_ТЕКСТ ДЛЯ ЧТЕНИЯ_
====================

Несколько иную картину мы находим в 3-й книге Царств (3 Цар. 2:4). Лежа на смертном одре, Давид наставляет своего сына Соломона хранить завет Господа Бога, соблюдать уставы и постановления по написанному в законе Моисеевом, чтобы Господь исполнил обещание: «Если сыны твои будут наблюдать за путями своими, чтобы ходить предо Мною в истине от всего сердца своего и от всей души своей, то не прекратится муж от тебя на престоле Израилевом» (ст. 4). На устах умирающего отца в данном тексте нет никаких упоминаний о грехе сына, за совершение которого Бог может побить его палкой (см. 2 Цар. 7:14).
В молитве, произнесенной при освящении храма, Соломон сослался на обещание Господа Давиду: «Не прекратится у тебя пред лицем Моим сидящий на престоле Израилевом, если только сыновья твои будут держаться пути своего, ходя предо Мною так, как ты ходил предо Мною» (3 Цар. 8:25). При этом Соломон ни слова не говорит о наказании за грех. В ответ на просьбу Соломона Господь подтвердил свое обещание, данное отцу, что «не прекратится у тебя сидящий на престоле Израилевом», при условии, что сам Соломон будет жить, как его отец, «в чистоте сердца и в правоте», исполняя уставы и законы Господа (3 Цар. 9:4-5).
Несмотря на обещание «вечности» царствования потомков Давида над Израилем, после смерти Соломона единое царство распалось. Бог оставил за потомками Соломона только одно колено Иуды. При этом подчеркивается, что оставил «ради Давида» (3 Цар. 11:32-39). Что именно в правлении Соломона могло спровоцировать распад государства на части? В отличие от Соломона, Давид больше заботился о религиозном благочестии, чем о политическом доминировании Израиля на Ближнем Востоке. Давид перенес главный религиозный символ израильской религии, ковчег завета, в Иерусалим. При этом, по совету Нафана, он не стал строить для ковчега роскошный царский храм. Соломон, напротив, для реализации амбициозных планов обременил народ тяжелыми работами (3 Цар. 12:4). Его новая система административного управления сводила к нулю территориальные границы между коленами. Он отстранил влиятельный род первосвященника Авиафара от храмового служения, а сам подпал под влияние языческих культов (см. 3 Цар. 11). Поэтому, хотя портрет Соломона в 3-4 книгах Царств весьма идеалистичный, но отношение к нему уже не такое сакральное, как к его отцу Давиду.
Центром оппозиции монархии Соломона после его смерти стал город Сихем, куда Ровоам ходил для подтверждения своих претензий на царство отца (3 Цар. 12:1). На первый взгляд, отпадение десяти колен было связано с грубой речью Ровоама. Однако, согласно 3-й книге Царств, так «суждено было Господом» передать власть над северными коленами Иеровоаму, сыну Наватову (ст. 15).

====================

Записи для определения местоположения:
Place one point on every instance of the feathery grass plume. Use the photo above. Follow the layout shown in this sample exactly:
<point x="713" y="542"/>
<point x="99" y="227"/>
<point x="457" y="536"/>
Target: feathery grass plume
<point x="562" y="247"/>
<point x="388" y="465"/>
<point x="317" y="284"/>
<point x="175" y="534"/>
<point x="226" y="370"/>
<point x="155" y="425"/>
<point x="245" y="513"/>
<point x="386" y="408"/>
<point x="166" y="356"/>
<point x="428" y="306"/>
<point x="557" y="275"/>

====================

_ЗАДАНИЯ_
(1) Перескажите кратко, в виде списка, абзац текста о царствовании Давида и Соломона, начинающийся словами «В молитве, произнесенной при освящении храма». Сохраните его основные факты.
(2) Ответьте на вопросы по тексту о царствовании Давида и Соломона:
(a) Кого Давид наставляет, лежа на смертном одре?
(b) Какой религиозный символ Давид перенес в Иерусалим?
(c) Какой город стал центром оппозиции монархии Соломона после его смерти?
(3) Напишите продолжение текста о разделении царства после смерти Соломона, начиная сразу после его последнего предложения.

_ОТВЕТЫ_
(1)
- В молитве при освящении храма Соломон сослался на обещание Господа Давиду. Согласно этому обещанию, у Давида не прекратится сидящий на престоле Израилевом, если его сыновья будут ходить пред Господом так, как ходил он сам (3 Цар. 8:25).
- О наказании за грех Соломон не говорит ни слова.
- В ответ Господь подтвердил обещание, данное Давиду (3 Цар. 9:4-5). Условие: Соломон должен жить, как его отец, «в чистоте сердца и в правоте» и исполнять уставы и законы Господа.

(2)
(a) Своего сына Соломона.
(b) Ковчег завета.
(c) Сихем.

(3)
Иеровоаму также было обещано долгосрочное правление его потомков. Через Ахию, пророка из Силома, Господь пообещал: «Устрою тебе дом твердый, как Я устроил Давиду, и отдам тебе Израиля» (3 Цар. 11:30-39). Но Иеровоам не пошел вслед за Господом, а, установив жертвенники в Дане и Вефиле, стал практиковать синкретический культ. В итоге «путь Иеровоама» стал символом отступничества (см. 3 Цар. 14:16; 15:30, 34; 16:2). За «грех Иеровоама» Господь отринул Израильское царство и переселил его жителей в Ассирию, поскольку ни один из правителей Северного Царства не вернул народ на путь к истинному Богу (см. 4 Цар. 17:7-41).
Некоторые исследователи задаются вопросом: а не была ли история падения северных колен тем фоном, на котором подчеркивалась симпатия авторов 3-4 книг Царств к роду Давида?[10] Действительно, по данным книгам, Бог «обещал дать ему [Давиду] светильник[11] в детях его на все времена» (4 Цар. 8:19; ср. Пс. 131:17), но, как показывает история, обожание личности Давида не всегда приравнивалось к уважению к его потомкам.
Последняя книга Царств приводит серию примеров далеко не самого благочестивого поведения представителей избранного рода. Так, иудейский царь Иорам «делал неугодное в очах Господних», за что Бог мог истребить даже колено Иуды (4 Цар. 8:19). Гнев Господа на Манассию за распространение идолопоклонничества был настолько велик, что несмотря на преданность заветам Господа его внука Иосии, Бог пообещал отвергнуть даже святой град Иерусалим вместе с его храмом (см. 4 Цар. 23:27).
Следовательно, нельзя утверждать, что по 3-й и 4-й книгам Царств «вечное» правление династии Давида над Иудеей было безусловным. Скорее, напротив, в «Соломоновой» версии пересказа завета Господа с Давидом присутствует некое «если» (3 Цар. 2:4), которое устанавливает условия «вечности» царствования семени Давида.
Таким образом, внутри 1-2 и 3-4 книг Царств наблюдается несовпадение в рассказах о том, что получил в откровении пророк Нафан и как впоследствии его пророчество передавалось из рода в род.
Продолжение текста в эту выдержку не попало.